WORK INSTRUCTIONS: Transcribe the records exactly from the line with "of black suit" to the end, both included.

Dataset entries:
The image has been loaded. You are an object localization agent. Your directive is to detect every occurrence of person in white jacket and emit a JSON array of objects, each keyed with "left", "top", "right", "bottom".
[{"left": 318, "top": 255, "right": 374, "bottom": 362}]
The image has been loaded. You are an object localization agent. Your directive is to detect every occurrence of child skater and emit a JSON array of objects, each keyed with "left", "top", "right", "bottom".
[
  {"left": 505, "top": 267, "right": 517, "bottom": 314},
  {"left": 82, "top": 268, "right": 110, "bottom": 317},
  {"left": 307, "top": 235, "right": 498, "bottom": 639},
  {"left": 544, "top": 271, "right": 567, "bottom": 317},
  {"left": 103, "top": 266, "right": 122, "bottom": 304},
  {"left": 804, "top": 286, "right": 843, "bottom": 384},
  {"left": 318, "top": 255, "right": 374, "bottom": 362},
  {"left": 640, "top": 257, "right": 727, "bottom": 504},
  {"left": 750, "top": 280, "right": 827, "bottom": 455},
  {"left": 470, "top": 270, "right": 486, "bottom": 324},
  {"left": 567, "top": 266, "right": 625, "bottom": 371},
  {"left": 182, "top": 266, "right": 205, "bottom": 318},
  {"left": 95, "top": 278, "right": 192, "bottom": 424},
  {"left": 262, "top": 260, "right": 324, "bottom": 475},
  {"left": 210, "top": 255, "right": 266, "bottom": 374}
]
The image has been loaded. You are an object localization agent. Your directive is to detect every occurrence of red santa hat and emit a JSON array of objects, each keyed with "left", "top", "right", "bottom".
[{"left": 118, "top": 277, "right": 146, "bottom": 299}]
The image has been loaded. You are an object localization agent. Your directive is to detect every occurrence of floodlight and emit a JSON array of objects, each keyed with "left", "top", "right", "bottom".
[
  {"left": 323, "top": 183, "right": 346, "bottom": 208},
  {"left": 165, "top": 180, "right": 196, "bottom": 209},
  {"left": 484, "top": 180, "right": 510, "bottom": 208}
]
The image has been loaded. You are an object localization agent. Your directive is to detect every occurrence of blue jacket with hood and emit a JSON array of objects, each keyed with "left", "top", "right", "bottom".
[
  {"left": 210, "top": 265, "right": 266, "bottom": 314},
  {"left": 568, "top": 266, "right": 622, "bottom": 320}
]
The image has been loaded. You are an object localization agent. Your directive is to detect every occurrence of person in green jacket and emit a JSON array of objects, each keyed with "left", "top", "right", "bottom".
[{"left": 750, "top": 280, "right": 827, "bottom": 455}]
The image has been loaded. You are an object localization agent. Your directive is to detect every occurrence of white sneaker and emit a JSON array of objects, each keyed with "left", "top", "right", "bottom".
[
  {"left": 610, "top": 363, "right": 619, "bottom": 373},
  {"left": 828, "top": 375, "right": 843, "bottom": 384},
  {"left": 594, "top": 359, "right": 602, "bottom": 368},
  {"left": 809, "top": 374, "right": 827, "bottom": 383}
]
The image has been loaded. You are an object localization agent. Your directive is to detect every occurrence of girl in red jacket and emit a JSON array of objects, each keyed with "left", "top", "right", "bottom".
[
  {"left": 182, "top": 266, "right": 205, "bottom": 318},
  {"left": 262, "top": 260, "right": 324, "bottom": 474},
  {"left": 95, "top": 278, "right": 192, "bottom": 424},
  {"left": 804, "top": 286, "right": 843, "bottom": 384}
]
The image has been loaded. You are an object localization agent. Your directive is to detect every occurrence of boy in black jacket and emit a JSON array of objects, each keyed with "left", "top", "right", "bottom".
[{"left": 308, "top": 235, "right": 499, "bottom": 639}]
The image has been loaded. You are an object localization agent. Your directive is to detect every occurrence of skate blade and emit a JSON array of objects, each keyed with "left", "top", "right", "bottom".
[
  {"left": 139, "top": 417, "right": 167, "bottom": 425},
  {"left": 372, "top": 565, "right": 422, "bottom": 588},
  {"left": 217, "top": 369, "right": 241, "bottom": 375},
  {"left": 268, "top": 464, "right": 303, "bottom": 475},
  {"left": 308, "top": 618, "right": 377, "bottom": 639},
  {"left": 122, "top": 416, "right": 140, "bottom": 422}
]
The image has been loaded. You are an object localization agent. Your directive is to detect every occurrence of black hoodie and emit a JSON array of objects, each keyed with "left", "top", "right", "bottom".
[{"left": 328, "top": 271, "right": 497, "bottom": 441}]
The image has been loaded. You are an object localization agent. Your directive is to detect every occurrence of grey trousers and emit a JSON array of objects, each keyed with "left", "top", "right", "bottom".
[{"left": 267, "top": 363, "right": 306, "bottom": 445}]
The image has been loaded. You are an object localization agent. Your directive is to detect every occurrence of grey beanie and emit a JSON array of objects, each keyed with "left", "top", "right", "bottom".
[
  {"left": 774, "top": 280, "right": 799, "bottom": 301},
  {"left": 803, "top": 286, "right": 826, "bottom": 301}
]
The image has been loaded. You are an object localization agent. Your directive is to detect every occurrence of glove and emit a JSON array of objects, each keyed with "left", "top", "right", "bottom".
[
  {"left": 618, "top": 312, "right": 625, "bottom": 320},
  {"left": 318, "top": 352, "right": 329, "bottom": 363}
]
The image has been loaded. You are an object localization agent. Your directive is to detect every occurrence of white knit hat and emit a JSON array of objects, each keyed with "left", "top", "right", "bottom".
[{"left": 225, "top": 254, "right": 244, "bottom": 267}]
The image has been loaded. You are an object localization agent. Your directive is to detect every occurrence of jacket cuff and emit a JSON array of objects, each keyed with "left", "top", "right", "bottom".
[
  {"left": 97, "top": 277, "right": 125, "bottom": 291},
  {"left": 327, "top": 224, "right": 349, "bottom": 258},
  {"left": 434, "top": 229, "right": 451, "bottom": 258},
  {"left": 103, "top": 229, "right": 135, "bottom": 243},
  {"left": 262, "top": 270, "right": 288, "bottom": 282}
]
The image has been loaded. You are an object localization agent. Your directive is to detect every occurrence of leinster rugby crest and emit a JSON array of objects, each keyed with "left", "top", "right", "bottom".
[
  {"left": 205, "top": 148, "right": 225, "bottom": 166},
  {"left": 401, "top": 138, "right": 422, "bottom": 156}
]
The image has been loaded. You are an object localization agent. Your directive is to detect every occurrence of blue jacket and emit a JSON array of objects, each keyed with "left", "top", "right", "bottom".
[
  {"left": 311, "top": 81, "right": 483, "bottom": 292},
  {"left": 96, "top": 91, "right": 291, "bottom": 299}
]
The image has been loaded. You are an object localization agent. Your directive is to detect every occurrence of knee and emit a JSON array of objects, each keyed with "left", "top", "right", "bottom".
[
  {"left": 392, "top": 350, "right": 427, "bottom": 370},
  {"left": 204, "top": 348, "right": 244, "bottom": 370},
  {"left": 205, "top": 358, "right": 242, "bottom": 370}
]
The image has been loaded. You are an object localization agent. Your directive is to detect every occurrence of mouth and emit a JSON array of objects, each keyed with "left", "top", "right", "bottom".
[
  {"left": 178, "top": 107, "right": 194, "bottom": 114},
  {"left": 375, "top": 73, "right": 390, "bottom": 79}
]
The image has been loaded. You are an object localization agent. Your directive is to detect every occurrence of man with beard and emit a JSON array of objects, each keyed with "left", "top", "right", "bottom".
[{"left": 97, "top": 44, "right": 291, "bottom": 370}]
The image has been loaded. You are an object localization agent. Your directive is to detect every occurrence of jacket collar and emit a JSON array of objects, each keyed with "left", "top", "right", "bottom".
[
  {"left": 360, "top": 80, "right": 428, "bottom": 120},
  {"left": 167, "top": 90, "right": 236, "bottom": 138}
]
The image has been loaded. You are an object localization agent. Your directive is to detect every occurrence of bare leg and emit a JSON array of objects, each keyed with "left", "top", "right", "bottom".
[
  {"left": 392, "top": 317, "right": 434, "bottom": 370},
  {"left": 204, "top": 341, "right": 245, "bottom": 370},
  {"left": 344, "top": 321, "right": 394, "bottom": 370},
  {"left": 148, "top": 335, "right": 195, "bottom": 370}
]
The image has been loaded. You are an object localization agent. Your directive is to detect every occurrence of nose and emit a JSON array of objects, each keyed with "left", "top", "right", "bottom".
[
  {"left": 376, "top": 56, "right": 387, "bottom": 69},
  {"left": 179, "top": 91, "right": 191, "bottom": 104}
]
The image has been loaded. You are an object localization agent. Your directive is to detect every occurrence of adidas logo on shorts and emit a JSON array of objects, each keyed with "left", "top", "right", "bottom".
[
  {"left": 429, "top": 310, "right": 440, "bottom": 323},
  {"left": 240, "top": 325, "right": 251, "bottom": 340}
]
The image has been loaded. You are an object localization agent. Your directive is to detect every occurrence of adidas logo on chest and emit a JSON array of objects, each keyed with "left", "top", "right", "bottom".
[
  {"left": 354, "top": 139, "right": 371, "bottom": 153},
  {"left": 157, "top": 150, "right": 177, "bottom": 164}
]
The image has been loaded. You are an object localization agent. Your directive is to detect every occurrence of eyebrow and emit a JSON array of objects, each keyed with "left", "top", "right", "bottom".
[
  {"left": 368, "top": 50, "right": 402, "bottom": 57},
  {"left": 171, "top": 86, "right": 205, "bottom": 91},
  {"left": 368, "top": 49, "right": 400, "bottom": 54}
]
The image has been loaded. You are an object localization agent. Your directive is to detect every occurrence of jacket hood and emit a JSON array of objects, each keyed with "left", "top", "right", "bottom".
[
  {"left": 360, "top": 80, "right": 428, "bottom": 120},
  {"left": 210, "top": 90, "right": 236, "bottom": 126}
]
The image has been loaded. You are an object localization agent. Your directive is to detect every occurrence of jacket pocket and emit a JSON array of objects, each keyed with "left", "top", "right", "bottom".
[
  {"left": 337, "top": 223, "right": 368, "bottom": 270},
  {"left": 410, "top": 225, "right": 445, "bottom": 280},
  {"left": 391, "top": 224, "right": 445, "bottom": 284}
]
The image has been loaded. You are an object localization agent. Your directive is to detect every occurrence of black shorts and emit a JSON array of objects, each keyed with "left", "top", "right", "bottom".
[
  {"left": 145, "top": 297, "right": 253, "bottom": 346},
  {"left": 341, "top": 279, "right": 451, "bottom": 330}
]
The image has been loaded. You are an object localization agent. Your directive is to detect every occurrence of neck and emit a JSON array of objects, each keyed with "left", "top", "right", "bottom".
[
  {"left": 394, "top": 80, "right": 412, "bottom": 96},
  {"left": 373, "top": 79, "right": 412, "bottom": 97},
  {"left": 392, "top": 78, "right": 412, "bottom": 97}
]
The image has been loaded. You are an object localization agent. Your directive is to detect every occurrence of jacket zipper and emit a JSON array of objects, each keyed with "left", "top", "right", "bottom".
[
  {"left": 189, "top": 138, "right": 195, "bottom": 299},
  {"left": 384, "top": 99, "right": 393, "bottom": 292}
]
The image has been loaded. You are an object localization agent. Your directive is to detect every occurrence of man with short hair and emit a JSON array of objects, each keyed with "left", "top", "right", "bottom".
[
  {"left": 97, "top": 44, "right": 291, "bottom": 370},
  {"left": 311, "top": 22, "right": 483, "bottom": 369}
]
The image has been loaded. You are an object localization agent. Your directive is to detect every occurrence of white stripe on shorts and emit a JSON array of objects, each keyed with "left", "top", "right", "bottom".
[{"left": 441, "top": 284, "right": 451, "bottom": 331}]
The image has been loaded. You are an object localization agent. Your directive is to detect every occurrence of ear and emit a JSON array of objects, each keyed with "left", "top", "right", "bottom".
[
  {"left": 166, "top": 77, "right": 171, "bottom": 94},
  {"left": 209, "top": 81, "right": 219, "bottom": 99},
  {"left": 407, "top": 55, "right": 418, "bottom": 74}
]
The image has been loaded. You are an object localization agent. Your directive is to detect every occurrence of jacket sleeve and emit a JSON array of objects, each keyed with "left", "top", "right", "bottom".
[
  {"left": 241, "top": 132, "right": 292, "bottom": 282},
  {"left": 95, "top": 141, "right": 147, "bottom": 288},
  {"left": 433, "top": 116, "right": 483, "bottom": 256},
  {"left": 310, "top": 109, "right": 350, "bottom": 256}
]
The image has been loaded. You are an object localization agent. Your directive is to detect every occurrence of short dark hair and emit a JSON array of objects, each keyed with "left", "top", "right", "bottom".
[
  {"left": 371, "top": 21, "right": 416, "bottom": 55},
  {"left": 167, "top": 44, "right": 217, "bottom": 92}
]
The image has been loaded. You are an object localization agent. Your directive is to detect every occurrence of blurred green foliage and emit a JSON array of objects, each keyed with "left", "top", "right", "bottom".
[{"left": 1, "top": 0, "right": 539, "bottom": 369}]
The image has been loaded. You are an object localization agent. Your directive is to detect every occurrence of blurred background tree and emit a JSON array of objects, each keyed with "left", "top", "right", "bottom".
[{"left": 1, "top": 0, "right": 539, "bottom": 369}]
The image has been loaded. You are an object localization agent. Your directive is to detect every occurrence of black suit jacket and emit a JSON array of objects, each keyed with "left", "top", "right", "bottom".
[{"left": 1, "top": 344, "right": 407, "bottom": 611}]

ANSWER FOR THIS EXERCISE:
The image has been loaded. You are an object localization agent. Your directive is to detect every occurrence of black suit jacket and emit a JSON array of objects, each keyed with "left", "top", "right", "bottom".
[{"left": 1, "top": 344, "right": 407, "bottom": 611}]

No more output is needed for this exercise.